- Your objective -
Reproduce every line of the material below word for word, leaving out the pictures.

Items listed in a dataset

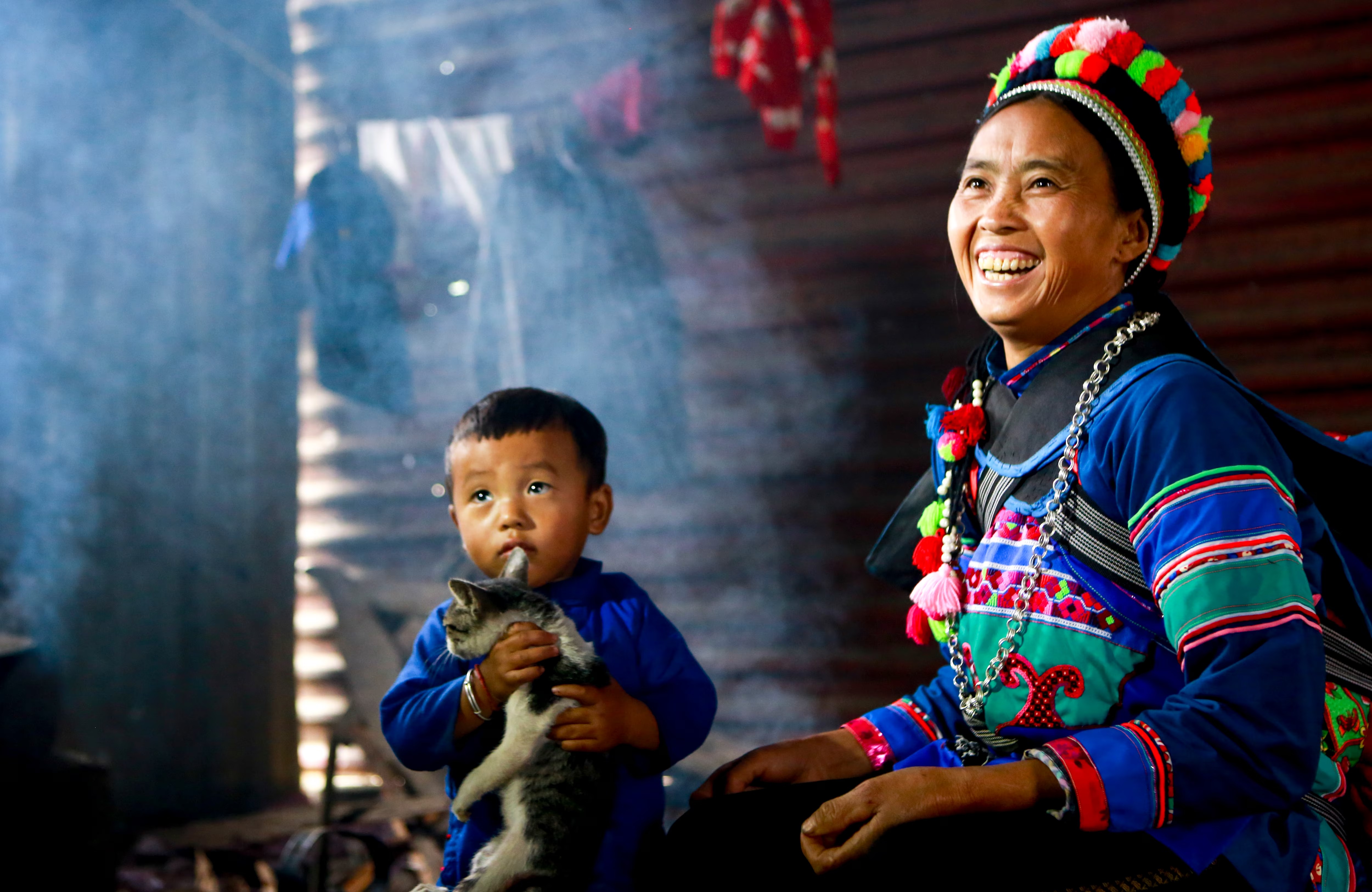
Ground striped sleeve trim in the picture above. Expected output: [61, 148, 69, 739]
[1129, 465, 1295, 546]
[1117, 719, 1173, 828]
[1150, 530, 1301, 598]
[1177, 604, 1320, 668]
[844, 718, 890, 771]
[886, 697, 943, 741]
[1040, 737, 1110, 830]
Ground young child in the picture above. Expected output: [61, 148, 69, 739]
[381, 387, 716, 892]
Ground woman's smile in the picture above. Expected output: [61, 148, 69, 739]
[977, 247, 1043, 285]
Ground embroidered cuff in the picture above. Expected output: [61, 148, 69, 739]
[844, 716, 892, 771]
[1072, 719, 1173, 830]
[848, 697, 943, 767]
[1043, 737, 1110, 830]
[1024, 749, 1077, 821]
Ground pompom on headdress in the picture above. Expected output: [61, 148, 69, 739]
[981, 18, 1213, 281]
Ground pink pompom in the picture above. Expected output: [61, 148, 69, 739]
[1074, 18, 1129, 54]
[906, 604, 934, 644]
[910, 564, 963, 619]
[938, 431, 967, 461]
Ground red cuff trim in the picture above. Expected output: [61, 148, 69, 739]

- Worked answer -
Ground striped sleeve trim in the picture above. Expected output: [61, 148, 69, 739]
[1129, 465, 1295, 546]
[1117, 719, 1173, 828]
[1150, 530, 1301, 598]
[1177, 604, 1320, 668]
[844, 718, 890, 771]
[886, 697, 943, 741]
[1040, 737, 1110, 830]
Ground young child in the picture above. Expected output: [61, 148, 69, 739]
[381, 387, 716, 892]
Ground woman's smile in the picture above. Expected output: [61, 148, 69, 739]
[977, 247, 1043, 285]
Ground embroidered cuff in the picture above. Expected output: [61, 148, 69, 739]
[844, 716, 892, 771]
[1072, 719, 1173, 830]
[848, 697, 943, 767]
[1043, 737, 1110, 830]
[1024, 749, 1077, 821]
Ground pompom on headdress in the picture above. Expected output: [61, 148, 69, 739]
[981, 18, 1213, 281]
Ground pink pompom in the picture above. Expected output: [61, 148, 69, 739]
[1074, 18, 1129, 54]
[906, 604, 934, 644]
[910, 564, 963, 619]
[938, 431, 967, 461]
Ground red cuff trim in the picture above. Expected output: [61, 148, 69, 739]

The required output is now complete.